◆ DOCUMENT EXTRACT
Extract URLs from markdown files and convert them to individual markdown documents.
Project description
Link Weaver 🕸️
Extract URLs from markdown files and convert them to individual markdown documents. Link Weaver is a CLI tool that finds all URLs in your markdown files, fetches their content, converts to markdown, and saves each as a separate file in organized resource folders.
✨ Features
- 📝 Markdown URL Extraction: Finds and extracts all URLs from your markdown files automatically
- 🌐 Multi-format Support: Handles web pages, PDFs, YouTube videos, and more thanks to MarkItDown
- 📁 Resource Mode: Creates resource folders with each link saved as individual markdown files
- 📋 List Mode: Quickly list all unique URLs found across files
- 🔗 XML Cat Mode: Concatenate files with their resources in structured XML format
- 🏷️ Smart Naming: Uses URL-based filenames that are human-readable and identifiable
- ⚡ Duplicate Removal: Automatically removes duplicate URLs before processing
- 📊 Progress Tracking: Shows real-time progress with clear status indicators
- 💻 CLI Interface: Simple command-line interface for easy integration into workflows
📦 Installation
# Install from PyPI (when available)
pip install linkweaver
# Or install from source
git clone https://github.com/davidgasquez/linkweaver
cd linkweaver
uv sync
🚀 Quick Start
# Process files and create resource folders (default mode)
linkweaver my-notes.md
# Creates: my-notes-resources/ folder with individual .md files
# List all unique URLs found in files
linkweaver --list-links notes/*.md
# Concatenate files with their resources in XML format
linkweaver --xml-cat my-notes.md
🔧 CLI API
Basic Usage
$ linkweaver --help
usage: linkweaver [-h] [--list-links] [--xml-cat] input_files [input_files ...]
Extract URLs from markdown files and save each link as individual markdown files in resource folders
positional arguments:
input_files One or more markdown files to process
options:
-h, --help show this help message and exit
--list-links, -l List all unique URLs found in the files (no downloading)

◆ SET EXERCISE 1
According to the Link Weaver project description, what does running linkweaver on my-notes.md create in the default mode?

◆ DATA FOR THE TASK
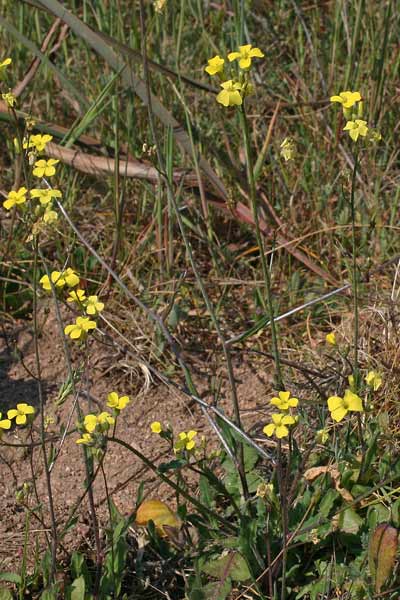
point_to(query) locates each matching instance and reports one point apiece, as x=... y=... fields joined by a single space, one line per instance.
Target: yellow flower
x=38 y=141
x=3 y=65
x=116 y=402
x=156 y=427
x=245 y=54
x=231 y=94
x=93 y=306
x=59 y=279
x=45 y=196
x=80 y=328
x=347 y=99
x=330 y=339
x=71 y=278
x=352 y=383
x=90 y=422
x=104 y=419
x=50 y=216
x=284 y=401
x=4 y=423
x=278 y=425
x=288 y=149
x=185 y=441
x=215 y=65
x=56 y=277
x=86 y=439
x=20 y=413
x=45 y=168
x=339 y=407
x=77 y=296
x=9 y=99
x=374 y=380
x=15 y=197
x=356 y=128
x=322 y=436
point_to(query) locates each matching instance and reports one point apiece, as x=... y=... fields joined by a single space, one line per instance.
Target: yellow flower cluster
x=237 y=87
x=89 y=305
x=35 y=144
x=283 y=420
x=353 y=108
x=21 y=414
x=94 y=427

◆ SET EXERCISE 2
Place every line of the rows above on yellow flowers and yellow flower clusters, with their coordinates, into a Markdown table with the columns No. and Line. Number the lines in order, skip blank lines, and leave the pictures out.

◆ ANSWER 1
A my-notes-resources/ folder with individual .md files.

◆ ANSWER 2
| No. | Line |
|---|---|
| 1 | point_to(query) locates each matching instance and reports one point apiece, as x=... y=... fields joined by a single space, one line per instance. |
| 2 | Target: yellow flower |
| 3 | x=38 y=141 |
| 4 | x=3 y=65 |
| 5 | x=116 y=402 |
| 6 | x=156 y=427 |
| 7 | x=245 y=54 |
| 8 | x=231 y=94 |
| 9 | x=93 y=306 |
| 10 | x=59 y=279 |
| 11 | x=45 y=196 |
| 12 | x=80 y=328 |
| 13 | x=347 y=99 |
| 14 | x=330 y=339 |
| 15 | x=71 y=278 |
| 16 | x=352 y=383 |
| 17 | x=90 y=422 |
| 18 | x=104 y=419 |
| 19 | x=50 y=216 |
| 20 | x=284 y=401 |
| 21 | x=4 y=423 |
| 22 | x=278 y=425 |
| 23 | x=288 y=149 |
| 24 | x=185 y=441 |
| 25 | x=215 y=65 |
| 26 | x=56 y=277 |
| 27 | x=86 y=439 |
| 28 | x=20 y=413 |
| 29 | x=45 y=168 |
| 30 | x=339 y=407 |
| 31 | x=77 y=296 |
| 32 | x=9 y=99 |
| 33 | x=374 y=380 |
| 34 | x=15 y=197 |
| 35 | x=356 y=128 |
| 36 | x=322 y=436 |
| 37 | point_to(query) locates each matching instance and reports one point apiece, as x=... y=... fields joined by a single space, one line per instance. |
| 38 | Target: yellow flower cluster |
| 39 | x=237 y=87 |
| 40 | x=89 y=305 |
| 41 | x=35 y=144 |
| 42 | x=283 y=420 |
| 43 | x=353 y=108 |
| 44 | x=21 y=414 |
| 45 | x=94 y=427 |